═══ DOCUMENT SECTION

JPMorgan & Markit Global Indexes

A Euro Area contraction pulled down the Global Services PMI. The USA, comprising 28.1% of the total PMI, slipped to a 6-month low, but held up relatively well. The report noted, "The global services output index, excluding the US, suggests that services activity stagnated (on average) outside of the US". In contrast,  China, India, and Brazil expanded at an increasing rate.

David Hensley, Director of Global Economics Coordination at JPMorgan, said, "The rate of expansion in global service sector business activity and new orders eased sharply at the start of the second quarter. The labour market held up comparatively well, however, suggesting that service providers may expect the sector to hold its ground over the coming months".

══════
═══ ROWS

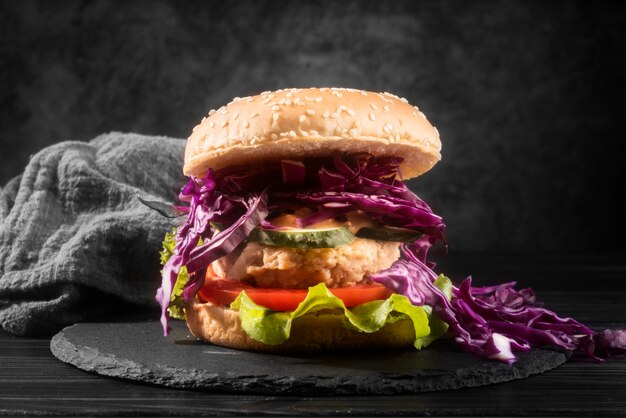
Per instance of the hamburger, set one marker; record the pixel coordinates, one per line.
(300, 234)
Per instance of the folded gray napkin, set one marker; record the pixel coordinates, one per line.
(75, 242)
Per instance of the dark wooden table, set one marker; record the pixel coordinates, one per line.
(589, 288)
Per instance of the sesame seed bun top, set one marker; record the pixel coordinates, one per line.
(313, 122)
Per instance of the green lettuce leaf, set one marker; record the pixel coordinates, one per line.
(271, 327)
(177, 304)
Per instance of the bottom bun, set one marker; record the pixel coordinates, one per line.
(322, 331)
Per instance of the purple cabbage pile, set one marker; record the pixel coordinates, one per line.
(492, 322)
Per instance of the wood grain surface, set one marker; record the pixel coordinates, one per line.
(592, 289)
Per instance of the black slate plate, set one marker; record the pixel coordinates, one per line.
(135, 349)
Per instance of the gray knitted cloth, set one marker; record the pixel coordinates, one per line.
(74, 240)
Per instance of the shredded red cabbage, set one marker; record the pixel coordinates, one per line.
(496, 321)
(207, 206)
(492, 322)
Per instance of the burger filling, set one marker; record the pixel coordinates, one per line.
(299, 268)
(344, 235)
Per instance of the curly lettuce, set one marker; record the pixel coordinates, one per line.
(271, 327)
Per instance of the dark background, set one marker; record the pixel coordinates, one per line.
(528, 96)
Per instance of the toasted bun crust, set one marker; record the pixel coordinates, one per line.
(309, 333)
(300, 123)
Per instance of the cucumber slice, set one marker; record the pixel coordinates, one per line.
(389, 234)
(303, 238)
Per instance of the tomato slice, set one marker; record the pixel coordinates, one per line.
(224, 292)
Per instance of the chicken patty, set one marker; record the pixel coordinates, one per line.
(295, 268)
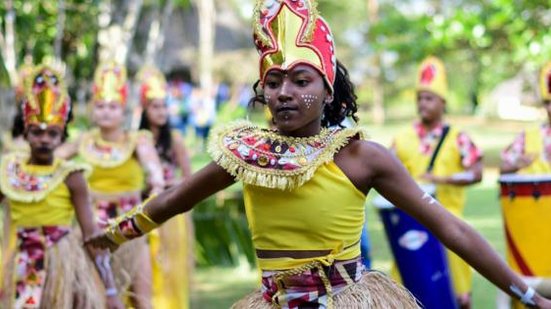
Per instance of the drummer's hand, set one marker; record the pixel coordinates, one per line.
(525, 160)
(434, 179)
(101, 241)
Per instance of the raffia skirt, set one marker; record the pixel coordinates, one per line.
(71, 280)
(373, 290)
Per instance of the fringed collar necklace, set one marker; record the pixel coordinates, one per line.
(264, 158)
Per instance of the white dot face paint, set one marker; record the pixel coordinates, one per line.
(308, 99)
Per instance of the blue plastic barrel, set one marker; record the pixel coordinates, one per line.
(420, 257)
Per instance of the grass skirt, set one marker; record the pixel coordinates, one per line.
(71, 279)
(374, 290)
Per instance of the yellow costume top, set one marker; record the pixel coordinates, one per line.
(457, 153)
(296, 197)
(37, 194)
(535, 141)
(115, 168)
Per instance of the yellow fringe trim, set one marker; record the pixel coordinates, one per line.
(272, 178)
(59, 171)
(127, 147)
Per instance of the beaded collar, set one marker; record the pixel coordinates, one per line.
(264, 158)
(99, 152)
(31, 183)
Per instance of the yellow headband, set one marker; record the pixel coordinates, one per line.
(432, 77)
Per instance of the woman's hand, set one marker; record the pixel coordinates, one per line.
(101, 241)
(113, 302)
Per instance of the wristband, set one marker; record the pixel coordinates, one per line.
(132, 224)
(111, 292)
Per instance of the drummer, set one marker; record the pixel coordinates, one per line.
(530, 152)
(458, 162)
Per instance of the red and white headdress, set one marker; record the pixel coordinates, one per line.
(291, 32)
(152, 84)
(110, 83)
(46, 100)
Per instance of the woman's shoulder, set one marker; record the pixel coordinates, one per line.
(364, 150)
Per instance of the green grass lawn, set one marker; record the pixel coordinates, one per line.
(220, 287)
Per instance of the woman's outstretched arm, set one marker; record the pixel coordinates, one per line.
(158, 209)
(392, 180)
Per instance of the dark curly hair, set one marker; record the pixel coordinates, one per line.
(343, 104)
(164, 143)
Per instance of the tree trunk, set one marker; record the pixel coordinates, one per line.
(7, 44)
(206, 43)
(115, 39)
(60, 29)
(157, 33)
(378, 111)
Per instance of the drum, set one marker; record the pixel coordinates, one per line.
(526, 206)
(420, 257)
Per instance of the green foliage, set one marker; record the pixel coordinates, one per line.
(221, 231)
(482, 42)
(36, 29)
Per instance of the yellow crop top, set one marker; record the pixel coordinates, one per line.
(326, 213)
(296, 197)
(37, 194)
(115, 168)
(534, 145)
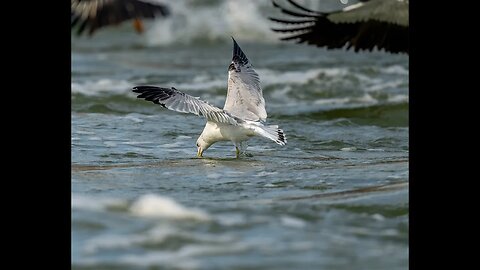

══════

■ SET OF TASKS ■
A. According to the global services PMI passage, what share of the total PMI does the USA account for?
B. Please extend the global services PMI passage with a few sentences that pick up after its final quoted remark.
The records were drawn from a separate source.

■ ANSWERS ■
A. The USA accounts for 28.1% of the total PMI.

B.
JPMorgan Global Services PMI The April 2012 PMI of 52.0 (-3.0) indicates expansion at a much slower rate and is a 6-month low. The past 2 months of decreases (-4.3) have negated almost all of the previous 4 months gains (+4.5). The PMI peaked in April 2010 at 56.8, February 2011 at 59.2 (post-recession high), and February 2012 at 56.3. An intermediate term cyclical low of 50.3 was set in November 2009. A PMI greater than 50 indicates global services are expanding. Historical back data has been slightly revised, only the latest 5 months of revisions are reflected on chart. The general trend is not affected by the revisions.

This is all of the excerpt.